▸ **WAT TE DOEN**:
Verschuif de coördinaten in de lijst met 81: neem alle regels tussen de regels met "Point out each sky" en "50, 23, 65]]", beide inbegrepen, volledig over en tel bij elke coördinaat 81 op.

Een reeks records
........

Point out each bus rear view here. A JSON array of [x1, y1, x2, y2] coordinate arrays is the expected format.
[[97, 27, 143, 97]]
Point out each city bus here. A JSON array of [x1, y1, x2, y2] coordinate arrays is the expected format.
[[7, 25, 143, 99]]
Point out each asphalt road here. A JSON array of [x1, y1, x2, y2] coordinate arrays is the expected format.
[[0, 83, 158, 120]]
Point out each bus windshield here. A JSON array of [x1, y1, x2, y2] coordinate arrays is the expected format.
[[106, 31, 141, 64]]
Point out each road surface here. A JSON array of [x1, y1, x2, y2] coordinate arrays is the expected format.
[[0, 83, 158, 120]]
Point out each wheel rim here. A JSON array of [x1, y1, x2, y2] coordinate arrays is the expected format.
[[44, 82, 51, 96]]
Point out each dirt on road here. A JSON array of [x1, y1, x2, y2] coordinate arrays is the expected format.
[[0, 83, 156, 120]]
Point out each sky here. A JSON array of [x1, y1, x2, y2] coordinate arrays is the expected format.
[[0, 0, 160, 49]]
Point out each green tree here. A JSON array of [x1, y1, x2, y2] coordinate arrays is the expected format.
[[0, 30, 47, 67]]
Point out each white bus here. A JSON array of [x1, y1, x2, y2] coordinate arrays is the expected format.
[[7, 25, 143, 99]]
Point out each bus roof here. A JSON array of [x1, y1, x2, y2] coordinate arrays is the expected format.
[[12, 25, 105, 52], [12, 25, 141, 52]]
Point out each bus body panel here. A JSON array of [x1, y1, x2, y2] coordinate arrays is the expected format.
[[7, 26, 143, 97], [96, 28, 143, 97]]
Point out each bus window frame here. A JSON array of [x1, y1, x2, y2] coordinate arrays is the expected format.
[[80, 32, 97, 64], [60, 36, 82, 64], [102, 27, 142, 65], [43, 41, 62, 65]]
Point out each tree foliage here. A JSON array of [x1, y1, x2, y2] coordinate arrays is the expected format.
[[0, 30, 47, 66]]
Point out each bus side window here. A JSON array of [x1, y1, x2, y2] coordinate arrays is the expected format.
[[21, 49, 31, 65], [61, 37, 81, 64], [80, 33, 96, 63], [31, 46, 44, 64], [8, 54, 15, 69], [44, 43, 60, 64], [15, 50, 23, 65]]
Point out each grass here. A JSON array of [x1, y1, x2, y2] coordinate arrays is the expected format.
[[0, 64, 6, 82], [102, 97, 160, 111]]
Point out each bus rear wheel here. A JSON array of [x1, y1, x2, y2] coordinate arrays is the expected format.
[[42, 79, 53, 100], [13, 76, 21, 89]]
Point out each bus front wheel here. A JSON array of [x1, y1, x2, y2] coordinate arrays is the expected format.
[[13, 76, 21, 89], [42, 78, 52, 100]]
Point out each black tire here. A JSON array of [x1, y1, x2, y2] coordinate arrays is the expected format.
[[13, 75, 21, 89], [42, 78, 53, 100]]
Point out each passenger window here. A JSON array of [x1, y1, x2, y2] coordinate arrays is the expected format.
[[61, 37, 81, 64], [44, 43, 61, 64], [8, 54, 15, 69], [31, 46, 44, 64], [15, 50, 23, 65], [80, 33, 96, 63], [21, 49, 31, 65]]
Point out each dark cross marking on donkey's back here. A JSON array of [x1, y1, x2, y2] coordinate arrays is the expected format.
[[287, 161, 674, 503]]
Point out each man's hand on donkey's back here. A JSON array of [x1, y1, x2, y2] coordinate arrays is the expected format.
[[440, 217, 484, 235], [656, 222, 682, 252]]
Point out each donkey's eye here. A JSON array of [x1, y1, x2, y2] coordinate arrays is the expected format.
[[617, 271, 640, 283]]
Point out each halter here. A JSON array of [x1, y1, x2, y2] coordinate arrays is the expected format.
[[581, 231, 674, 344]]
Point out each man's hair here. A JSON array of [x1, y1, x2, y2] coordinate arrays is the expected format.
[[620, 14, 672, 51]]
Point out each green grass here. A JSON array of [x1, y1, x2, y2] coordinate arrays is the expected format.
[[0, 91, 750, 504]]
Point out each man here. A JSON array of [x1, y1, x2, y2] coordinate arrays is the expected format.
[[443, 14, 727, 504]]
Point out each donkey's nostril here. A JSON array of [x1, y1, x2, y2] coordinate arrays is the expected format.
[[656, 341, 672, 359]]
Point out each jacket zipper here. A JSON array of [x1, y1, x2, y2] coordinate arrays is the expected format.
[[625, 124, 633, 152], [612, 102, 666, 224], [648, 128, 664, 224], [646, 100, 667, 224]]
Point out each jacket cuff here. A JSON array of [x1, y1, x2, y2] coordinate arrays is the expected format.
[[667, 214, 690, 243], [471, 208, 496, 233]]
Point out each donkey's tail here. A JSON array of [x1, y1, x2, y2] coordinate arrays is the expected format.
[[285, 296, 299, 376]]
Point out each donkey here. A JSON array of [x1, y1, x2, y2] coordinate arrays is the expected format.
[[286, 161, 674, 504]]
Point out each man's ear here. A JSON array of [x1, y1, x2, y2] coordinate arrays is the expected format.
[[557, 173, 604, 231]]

........

▸ **UITWERKING**:
Point out each sky here. A JSON array of [x1, y1, x2, y2] coordinate arrays is the expected format.
[[81, 81, 241, 130]]
Point out each green tree here. A JSON array of [x1, y1, x2, y2] coordinate arrays is the expected format.
[[81, 111, 128, 148]]
Point out each white bus here. A JSON array of [x1, y1, x2, y2] coordinate arrays is the expected format.
[[88, 106, 224, 180]]
Point out each bus roof here. A JSON array of [x1, y1, x2, y2] coordinate arrays is the expected format.
[[93, 106, 186, 133], [93, 106, 222, 133]]
Point out each bus body panel here. A JSON array of [x1, y1, x2, y2] coordinate arrays is the expected format.
[[88, 107, 224, 178], [177, 109, 224, 178]]
Point out each bus window frame here. A JSON array of [x1, y1, x2, y2] coordinate arrays is the expected format.
[[161, 113, 178, 145], [141, 117, 163, 145], [183, 108, 223, 146], [124, 122, 143, 146]]
Point out each tree foliage here. A JSON array of [x1, y1, x2, y2] coordinate arrays is the expected format.
[[81, 111, 128, 147]]
Point out each bus side window here. A JSON array of [x1, y1, x2, y2] coordinate arrays is the expected format.
[[102, 130, 112, 146], [142, 118, 162, 145], [161, 114, 177, 144], [112, 127, 125, 145], [89, 135, 96, 150], [125, 124, 141, 145], [96, 131, 104, 146]]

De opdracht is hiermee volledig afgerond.